▶ _TEXT BLOCK_

I describe this blog as “musings on multiple matters,” but somehow I’ve neglected to writing about my two biggest passions in life: Sports and music. So, I’ve decided to go ahead and include that here so that I can share some of the things I’ve learned and experienced with whoever reads this blog. I’ve played piano all my life, guitar and drums since I was 13, and I occasionally fiddle with the bass. For sports, I played basketball and volleyball in high school (had aspirations to play college and beach volleyball) and after high school I played competitive tennis. To start, I’m going to give a few tips on improving your piano ability so that you can enjoy playing a little more. So, hit the “more” link and let’s get started!

1. Relax, keep your fingers curved and keep your wrists above the keyboard

One thing that bothers me when watching beginning pianists is seeing their wrists go limp and sinking below the level of the keyboard. When you do this, you lose the ability to keep your fingers curved and relaxed over the keys. Now, this isn’t a hard and solid rule as we know greats like Cziffra played with his hands almost flat on the piano, but until you’re playing like him it’s best to stick to this advice. When you hold your hands out in front of you like you’re going to play, what happens to your fingers when you completely relax? That’s right, they hang with a natural curve. Your fingers don’t stick out and defy gravity, so don’t do this when you’re playing or it will make your forearms more tense. Keep your wrists above keyboard level to maintain this natural curve so that you are more relaxed, have better dynamic/volume/attack control, and keystrokes are more natural and flow smoothly.

▶ _PARTS OF THE EXERCISE_
1. Answer these from the blog post on piano tips:
(a) Which instruments has the writer played since age 13?
(b) What sport did the writer play competitively after high school?
(c) Which pianist is named as playing with hands almost flat on the piano?
2. Please continue the blog post on piano tips from where it stops.
None of the entries are needed here.

▶ _SUPPLIED DATA_
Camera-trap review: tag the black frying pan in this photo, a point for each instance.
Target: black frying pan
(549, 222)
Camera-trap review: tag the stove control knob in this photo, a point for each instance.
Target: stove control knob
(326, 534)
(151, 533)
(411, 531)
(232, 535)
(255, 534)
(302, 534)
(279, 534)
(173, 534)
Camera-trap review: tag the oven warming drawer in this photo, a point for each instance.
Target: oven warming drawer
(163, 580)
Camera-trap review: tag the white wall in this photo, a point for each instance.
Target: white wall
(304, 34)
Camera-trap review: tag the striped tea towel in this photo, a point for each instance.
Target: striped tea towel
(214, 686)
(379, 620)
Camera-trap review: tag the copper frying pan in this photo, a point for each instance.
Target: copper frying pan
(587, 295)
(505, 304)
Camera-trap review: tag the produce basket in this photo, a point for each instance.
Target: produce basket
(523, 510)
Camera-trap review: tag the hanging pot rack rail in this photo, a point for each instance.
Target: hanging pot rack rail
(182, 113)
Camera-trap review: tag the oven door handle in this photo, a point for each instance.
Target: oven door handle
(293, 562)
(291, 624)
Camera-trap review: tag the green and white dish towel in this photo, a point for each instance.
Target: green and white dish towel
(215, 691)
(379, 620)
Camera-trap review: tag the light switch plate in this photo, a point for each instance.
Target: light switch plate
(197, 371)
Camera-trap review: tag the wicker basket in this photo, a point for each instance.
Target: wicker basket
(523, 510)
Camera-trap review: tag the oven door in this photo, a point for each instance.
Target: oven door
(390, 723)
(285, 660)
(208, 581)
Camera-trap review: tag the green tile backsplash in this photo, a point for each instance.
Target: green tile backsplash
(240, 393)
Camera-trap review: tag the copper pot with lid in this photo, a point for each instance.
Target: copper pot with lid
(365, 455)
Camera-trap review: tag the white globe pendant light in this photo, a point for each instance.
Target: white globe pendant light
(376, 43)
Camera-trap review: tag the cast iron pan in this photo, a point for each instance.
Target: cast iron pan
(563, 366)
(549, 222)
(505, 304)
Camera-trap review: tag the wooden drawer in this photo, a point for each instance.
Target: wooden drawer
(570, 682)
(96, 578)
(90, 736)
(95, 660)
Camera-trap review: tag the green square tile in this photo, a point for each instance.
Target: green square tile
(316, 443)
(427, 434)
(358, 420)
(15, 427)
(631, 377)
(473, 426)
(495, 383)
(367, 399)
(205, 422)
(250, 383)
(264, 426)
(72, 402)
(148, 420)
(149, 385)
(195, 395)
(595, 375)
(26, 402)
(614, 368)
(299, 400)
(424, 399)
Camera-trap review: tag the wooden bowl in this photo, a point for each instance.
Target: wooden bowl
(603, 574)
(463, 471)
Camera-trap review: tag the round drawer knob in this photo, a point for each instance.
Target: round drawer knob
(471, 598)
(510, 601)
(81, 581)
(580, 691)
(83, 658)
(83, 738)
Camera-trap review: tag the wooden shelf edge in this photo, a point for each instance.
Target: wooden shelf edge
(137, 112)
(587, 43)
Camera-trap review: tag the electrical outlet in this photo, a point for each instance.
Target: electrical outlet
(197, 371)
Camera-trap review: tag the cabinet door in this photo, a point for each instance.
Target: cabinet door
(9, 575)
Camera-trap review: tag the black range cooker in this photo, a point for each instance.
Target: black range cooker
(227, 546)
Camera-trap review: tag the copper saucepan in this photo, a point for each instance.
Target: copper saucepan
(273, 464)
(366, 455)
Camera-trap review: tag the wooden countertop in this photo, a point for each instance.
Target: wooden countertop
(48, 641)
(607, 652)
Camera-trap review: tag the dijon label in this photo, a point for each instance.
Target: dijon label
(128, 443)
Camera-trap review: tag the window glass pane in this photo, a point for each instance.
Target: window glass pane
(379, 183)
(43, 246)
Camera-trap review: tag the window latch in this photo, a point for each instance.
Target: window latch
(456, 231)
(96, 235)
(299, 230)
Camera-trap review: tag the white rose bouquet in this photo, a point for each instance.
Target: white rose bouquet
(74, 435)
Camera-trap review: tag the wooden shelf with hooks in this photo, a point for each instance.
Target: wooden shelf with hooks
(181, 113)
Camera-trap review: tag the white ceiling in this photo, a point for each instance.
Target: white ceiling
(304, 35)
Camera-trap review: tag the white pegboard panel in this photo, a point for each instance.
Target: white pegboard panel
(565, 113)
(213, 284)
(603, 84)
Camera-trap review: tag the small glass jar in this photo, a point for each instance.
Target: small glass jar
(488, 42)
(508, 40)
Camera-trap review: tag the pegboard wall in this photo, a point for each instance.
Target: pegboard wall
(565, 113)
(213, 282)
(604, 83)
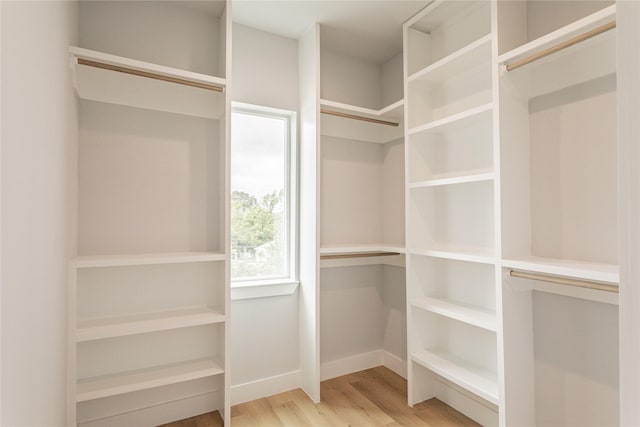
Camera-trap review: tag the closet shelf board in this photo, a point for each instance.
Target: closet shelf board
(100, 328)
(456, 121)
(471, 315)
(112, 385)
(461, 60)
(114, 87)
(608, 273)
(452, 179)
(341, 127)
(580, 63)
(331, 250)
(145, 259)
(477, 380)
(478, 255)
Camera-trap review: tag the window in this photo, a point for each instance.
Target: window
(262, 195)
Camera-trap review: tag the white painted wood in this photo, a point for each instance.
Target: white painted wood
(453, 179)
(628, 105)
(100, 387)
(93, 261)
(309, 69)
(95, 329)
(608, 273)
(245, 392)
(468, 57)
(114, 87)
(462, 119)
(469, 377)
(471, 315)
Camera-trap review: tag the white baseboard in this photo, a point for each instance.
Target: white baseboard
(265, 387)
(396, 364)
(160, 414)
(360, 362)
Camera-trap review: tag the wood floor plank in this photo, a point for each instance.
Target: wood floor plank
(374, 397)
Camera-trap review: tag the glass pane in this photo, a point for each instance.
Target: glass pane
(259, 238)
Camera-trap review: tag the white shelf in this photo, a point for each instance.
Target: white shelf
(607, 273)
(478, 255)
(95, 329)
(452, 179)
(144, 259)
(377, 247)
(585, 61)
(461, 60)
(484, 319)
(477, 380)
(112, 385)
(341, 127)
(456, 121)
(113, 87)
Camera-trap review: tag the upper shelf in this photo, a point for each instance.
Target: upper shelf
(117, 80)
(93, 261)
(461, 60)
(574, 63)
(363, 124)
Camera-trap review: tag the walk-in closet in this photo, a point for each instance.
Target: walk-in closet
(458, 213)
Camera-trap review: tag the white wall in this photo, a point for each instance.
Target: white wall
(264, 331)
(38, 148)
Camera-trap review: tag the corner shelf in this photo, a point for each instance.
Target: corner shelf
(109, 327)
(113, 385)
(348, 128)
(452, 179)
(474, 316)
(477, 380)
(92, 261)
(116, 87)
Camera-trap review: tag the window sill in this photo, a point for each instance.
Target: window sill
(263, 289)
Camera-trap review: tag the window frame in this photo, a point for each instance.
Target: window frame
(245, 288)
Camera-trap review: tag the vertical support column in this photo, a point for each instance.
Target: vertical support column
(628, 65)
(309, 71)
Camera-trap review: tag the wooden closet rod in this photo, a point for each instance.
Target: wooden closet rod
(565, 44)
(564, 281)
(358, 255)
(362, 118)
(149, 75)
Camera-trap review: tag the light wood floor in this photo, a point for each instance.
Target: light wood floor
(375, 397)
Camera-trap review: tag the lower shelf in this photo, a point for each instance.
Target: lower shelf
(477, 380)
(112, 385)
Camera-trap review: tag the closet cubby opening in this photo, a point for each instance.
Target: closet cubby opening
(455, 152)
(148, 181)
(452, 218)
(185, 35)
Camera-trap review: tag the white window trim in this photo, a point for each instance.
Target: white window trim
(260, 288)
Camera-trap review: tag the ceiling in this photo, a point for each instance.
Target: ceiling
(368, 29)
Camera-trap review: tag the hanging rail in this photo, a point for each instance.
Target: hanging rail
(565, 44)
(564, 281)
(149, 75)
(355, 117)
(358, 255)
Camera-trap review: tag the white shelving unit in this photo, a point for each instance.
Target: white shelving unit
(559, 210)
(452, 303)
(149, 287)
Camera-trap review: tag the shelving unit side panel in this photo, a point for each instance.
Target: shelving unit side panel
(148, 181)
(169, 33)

---

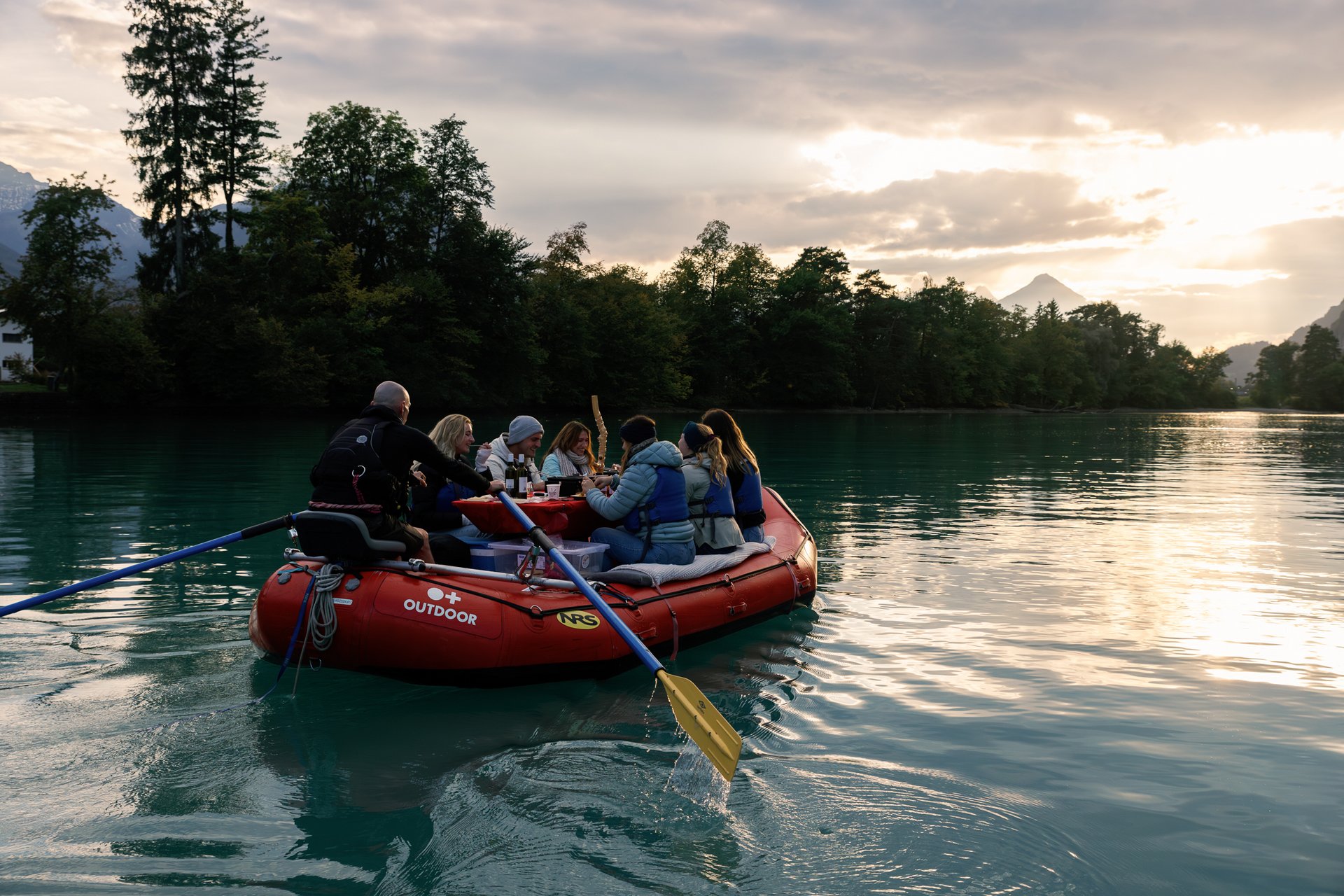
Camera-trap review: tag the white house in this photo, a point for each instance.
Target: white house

==

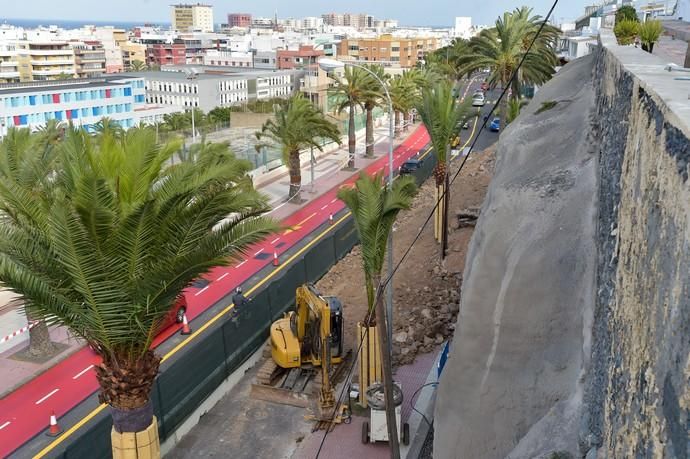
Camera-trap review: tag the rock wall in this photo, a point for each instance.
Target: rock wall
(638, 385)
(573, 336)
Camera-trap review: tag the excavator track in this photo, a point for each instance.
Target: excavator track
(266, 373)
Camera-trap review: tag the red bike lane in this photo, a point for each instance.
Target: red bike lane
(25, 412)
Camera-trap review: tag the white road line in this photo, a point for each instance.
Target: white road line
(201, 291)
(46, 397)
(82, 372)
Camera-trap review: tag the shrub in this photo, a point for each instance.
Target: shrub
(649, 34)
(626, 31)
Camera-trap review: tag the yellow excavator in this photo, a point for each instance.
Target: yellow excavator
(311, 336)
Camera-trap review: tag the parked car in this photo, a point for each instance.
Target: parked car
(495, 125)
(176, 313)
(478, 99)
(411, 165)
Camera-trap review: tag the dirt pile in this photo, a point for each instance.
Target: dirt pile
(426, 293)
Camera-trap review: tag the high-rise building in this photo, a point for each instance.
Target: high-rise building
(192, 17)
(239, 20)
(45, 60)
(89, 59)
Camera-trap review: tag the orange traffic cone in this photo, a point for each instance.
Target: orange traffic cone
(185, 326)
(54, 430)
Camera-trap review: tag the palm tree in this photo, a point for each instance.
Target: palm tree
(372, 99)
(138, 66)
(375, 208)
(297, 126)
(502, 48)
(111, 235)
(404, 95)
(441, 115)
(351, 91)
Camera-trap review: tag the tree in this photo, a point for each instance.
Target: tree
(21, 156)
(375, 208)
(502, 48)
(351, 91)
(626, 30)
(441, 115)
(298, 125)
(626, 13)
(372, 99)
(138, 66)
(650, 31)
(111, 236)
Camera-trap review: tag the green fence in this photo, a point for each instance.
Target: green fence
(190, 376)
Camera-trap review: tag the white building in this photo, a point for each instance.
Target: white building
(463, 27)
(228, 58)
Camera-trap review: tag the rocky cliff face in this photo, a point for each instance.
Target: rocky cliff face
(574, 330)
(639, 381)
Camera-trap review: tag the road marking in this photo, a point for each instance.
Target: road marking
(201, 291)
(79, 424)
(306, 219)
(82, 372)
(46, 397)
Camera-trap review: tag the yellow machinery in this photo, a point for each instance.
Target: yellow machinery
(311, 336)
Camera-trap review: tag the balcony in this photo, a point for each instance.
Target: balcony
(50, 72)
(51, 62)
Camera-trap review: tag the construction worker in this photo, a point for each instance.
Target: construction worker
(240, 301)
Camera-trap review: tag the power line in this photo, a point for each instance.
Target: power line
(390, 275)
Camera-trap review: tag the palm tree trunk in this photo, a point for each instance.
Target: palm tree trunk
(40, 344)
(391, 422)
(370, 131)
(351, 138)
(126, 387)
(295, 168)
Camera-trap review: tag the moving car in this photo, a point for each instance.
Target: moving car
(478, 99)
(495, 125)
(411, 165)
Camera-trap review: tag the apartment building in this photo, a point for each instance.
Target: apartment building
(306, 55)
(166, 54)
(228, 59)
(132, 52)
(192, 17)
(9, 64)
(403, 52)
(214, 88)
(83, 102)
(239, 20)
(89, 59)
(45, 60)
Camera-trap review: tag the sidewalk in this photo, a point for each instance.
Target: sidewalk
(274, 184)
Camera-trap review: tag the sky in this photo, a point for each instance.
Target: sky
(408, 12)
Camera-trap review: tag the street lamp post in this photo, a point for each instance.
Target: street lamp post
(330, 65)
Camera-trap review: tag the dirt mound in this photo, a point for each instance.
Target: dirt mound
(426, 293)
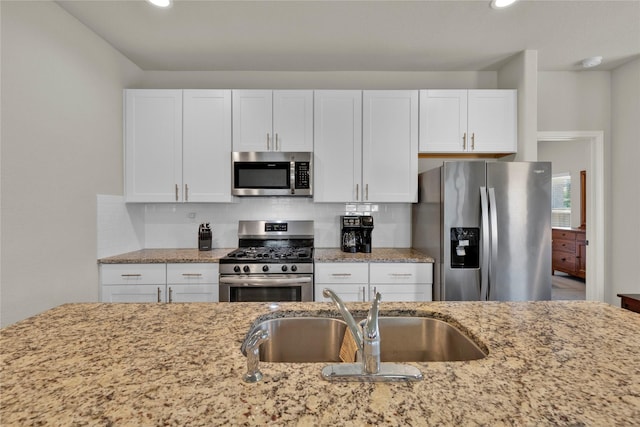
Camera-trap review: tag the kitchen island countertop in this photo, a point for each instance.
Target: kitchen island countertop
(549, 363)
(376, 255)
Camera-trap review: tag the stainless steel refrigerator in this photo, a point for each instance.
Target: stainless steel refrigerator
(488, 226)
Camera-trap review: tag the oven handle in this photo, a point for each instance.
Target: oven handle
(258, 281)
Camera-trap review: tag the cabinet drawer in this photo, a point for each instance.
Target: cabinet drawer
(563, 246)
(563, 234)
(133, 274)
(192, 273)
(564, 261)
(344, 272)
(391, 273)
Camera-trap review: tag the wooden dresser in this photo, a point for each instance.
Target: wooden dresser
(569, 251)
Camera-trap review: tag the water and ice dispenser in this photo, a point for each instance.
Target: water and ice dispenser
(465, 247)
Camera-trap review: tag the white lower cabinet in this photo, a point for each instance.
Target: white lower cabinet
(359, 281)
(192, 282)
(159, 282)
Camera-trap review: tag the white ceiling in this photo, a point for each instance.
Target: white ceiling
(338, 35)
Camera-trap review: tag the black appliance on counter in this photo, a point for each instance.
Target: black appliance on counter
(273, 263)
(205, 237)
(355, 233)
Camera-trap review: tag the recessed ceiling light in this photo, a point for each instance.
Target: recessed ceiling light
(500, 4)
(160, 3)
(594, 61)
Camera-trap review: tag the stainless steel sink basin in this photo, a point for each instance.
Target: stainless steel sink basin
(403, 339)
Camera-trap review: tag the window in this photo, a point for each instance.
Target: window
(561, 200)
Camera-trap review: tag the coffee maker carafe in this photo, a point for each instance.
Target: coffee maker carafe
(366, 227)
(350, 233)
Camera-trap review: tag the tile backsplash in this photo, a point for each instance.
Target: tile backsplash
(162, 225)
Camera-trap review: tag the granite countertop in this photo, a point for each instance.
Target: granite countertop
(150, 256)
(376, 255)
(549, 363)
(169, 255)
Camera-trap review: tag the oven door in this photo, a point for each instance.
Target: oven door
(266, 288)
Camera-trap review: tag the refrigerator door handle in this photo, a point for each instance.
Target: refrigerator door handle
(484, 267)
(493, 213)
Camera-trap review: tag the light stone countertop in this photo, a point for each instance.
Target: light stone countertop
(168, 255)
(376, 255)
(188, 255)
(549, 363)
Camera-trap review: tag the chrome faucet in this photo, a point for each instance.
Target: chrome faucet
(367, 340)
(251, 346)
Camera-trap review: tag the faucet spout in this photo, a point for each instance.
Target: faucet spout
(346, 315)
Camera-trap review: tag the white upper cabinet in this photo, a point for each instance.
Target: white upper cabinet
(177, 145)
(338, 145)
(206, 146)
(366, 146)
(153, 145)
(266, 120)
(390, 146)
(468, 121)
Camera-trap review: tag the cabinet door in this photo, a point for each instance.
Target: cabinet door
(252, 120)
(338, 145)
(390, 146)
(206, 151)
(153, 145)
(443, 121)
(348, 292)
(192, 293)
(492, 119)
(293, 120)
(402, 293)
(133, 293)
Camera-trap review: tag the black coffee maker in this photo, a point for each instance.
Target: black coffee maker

▶ _ANSWER LIST_
1.
(a) Guitar and drums
(b) Tennis
(c) Cziffra

2.
2. Posture up, feet flat on the ground

This isn’t really a tip I should be telling you, but it makes me feel lazy just watching a hunched pianist with legs crossed underneath the bench. One you start hunching over, you’ll slowly start becoming lazy at the keyboard. Stay alert and attentive so that you play and practice with purpose. When your feet are not on the pedals, keep them flat on the ground. Don’t cross your legs or play around with your feet because it won’t help with your posture. Stay relaxed and keep good posture and you’ll notice a difference in the way you play over time.

3. Stay focused when you practice

If you’re not just toying with the piano and you actually sit down to practice, you should practice! Once you start becoming bored with a piece, get up and walk around or have some coffee or water. Remaining at the piano when you get bored will cause you to become distracted and next thing you know, you’ve been sitting at the piano for an hour goofing off without accomplishing much. There’s nothing wrong with getting in some time to play your favorite pieces or getting playful with some tunes, but if that’s not why you’re sitting at the piano it’s time to get back in focus. Half an hour of solid, productive practice time is better than two hours of practicing and just goofing in between your bouts of concentration.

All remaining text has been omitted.